*** Opening of Data records ***
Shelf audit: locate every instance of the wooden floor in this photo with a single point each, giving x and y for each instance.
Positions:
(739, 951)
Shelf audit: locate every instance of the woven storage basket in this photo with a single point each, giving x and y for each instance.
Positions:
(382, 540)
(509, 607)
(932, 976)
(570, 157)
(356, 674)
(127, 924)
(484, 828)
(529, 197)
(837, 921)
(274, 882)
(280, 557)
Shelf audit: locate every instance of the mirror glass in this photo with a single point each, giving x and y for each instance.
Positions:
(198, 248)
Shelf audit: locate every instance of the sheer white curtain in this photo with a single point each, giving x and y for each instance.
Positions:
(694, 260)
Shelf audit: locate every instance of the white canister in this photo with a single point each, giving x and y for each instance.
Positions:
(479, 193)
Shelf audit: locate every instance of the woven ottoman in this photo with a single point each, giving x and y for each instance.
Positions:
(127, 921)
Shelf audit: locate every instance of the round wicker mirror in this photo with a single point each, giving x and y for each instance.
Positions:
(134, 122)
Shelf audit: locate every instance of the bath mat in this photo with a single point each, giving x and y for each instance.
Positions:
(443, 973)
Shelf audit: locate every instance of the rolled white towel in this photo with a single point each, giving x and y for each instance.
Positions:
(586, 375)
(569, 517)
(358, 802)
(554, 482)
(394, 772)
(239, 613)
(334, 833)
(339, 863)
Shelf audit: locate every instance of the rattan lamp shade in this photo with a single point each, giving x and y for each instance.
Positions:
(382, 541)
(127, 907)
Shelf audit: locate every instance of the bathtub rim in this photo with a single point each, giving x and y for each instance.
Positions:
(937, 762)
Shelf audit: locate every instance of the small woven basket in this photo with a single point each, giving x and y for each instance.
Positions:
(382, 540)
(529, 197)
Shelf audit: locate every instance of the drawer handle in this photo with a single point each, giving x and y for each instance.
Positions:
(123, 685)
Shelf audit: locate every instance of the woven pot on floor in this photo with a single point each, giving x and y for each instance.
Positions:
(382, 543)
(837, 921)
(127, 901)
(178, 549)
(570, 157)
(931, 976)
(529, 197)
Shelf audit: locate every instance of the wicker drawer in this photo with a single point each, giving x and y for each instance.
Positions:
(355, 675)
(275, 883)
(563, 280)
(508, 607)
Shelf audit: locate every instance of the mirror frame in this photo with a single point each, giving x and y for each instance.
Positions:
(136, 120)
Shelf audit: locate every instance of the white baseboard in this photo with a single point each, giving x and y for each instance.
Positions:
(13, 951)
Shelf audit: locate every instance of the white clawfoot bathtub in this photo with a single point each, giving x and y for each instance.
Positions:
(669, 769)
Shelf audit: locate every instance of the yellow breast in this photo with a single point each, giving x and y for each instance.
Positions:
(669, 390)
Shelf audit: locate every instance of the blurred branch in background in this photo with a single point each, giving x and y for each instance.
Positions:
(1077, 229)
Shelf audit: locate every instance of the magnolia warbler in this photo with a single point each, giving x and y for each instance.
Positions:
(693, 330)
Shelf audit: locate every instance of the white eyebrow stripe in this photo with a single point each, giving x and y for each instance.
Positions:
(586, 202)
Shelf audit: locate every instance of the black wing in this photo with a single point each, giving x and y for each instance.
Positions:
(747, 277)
*** Close of Data records ***
Transcribe the material above. Change nothing in it.

## Reply to the exercise
Shelf audit: locate every instance of the wooden floor in this photo with a single point each, giving x and y for each instance.
Positions:
(739, 951)
Shelf audit: locate every instance of the woven storage basket in this photo with a single point each, giving x and y for each instance.
Positions:
(382, 540)
(509, 607)
(932, 976)
(570, 157)
(356, 674)
(127, 924)
(484, 828)
(529, 197)
(837, 921)
(274, 882)
(280, 557)
Shelf audit: locate every instance of the mirror glass in this photo with a single point each, giving x and y for each instance.
Positions:
(198, 248)
Shelf audit: locate every instance of the sheer white curtain in this photo with a single point each, giving x and y for each instance.
Positions:
(694, 260)
Shelf audit: locate every instance of the white canister in this photo with a single point each, giving x and y for each instance.
Positions:
(479, 193)
Shelf audit: locate every instance of the woven ottoman in this photo with a single point each, giving x and y for each instance.
Positions:
(127, 921)
Shelf audit: locate every instance of the round wicker mirror in this photo with a single point each, giving x and y for each instance.
Positions:
(134, 122)
Shelf audit: locate every instance of the bath mat in this photo with a single point each, giving x and y for each instance.
Positions:
(443, 973)
Shelf audit: locate every instance of the rolled white towel in this photo with a single point each, giving x and y for each instance.
Positions:
(586, 375)
(569, 517)
(358, 802)
(554, 482)
(394, 772)
(239, 613)
(334, 833)
(339, 863)
Shelf audit: locate every instance of the rattan lamp shade in this photo with a single point each, giving x and y for each instance.
Positions:
(382, 541)
(127, 907)
Shelf audit: locate every instance of the bathtub rim in this photo with a single point each, giving x and y for each instance.
Positions:
(937, 762)
Shelf audit: locate every instance of the small woven basket in this photo with a single point each, giving x and y for each instance.
Positions:
(382, 540)
(529, 197)
Shelf audit: locate every instance of the drawer handle in this photo with a single point each, giving x and y for each instance.
Positions:
(123, 685)
Shelf audit: locate every instance of the woven pot on floor in this photo with a single point each, giving x and y for each instance.
Positions:
(382, 543)
(837, 921)
(127, 901)
(178, 549)
(570, 157)
(931, 976)
(529, 197)
Shelf audit: locate every instance of the wicker drawer in this photo with a single point each, giving x and y for each instance.
Positions:
(355, 675)
(275, 883)
(563, 280)
(508, 607)
Shelf audit: locate every instance of the mirror frame in this photo with a single point each, giving x and y for each instance.
Positions:
(136, 120)
Shelf audit: locate every instance of the white baseboard in this photo with a single point each, giving x and y for each instance.
Positions:
(13, 951)
Shelf audit: locate every instance of the white clawfoot bathtub in this photo with a single point each, giving x and y for each instance.
Positions:
(669, 769)
Shelf audit: locate every instance of the yellow breast in this photo with a single point each, giving x and y for each instance.
Positions:
(669, 390)
Shelf audit: locate every instance of the blurred branch in background in this photo with a single point each, giving x and y for each instance.
Positions:
(1077, 229)
Shelf audit: locate every instance of the magnolia warbler in this photo with a single point each, giving x and y for each instance.
Positions:
(693, 330)
Shelf audit: locate every instance of the white eyebrow stripe in this photo with a single point each, giving x and y for each instance.
Positions:
(586, 202)
Shelf audit: locate every instance of the black wing in this photo with a single point each, giving x and y for each instance.
Positions:
(747, 277)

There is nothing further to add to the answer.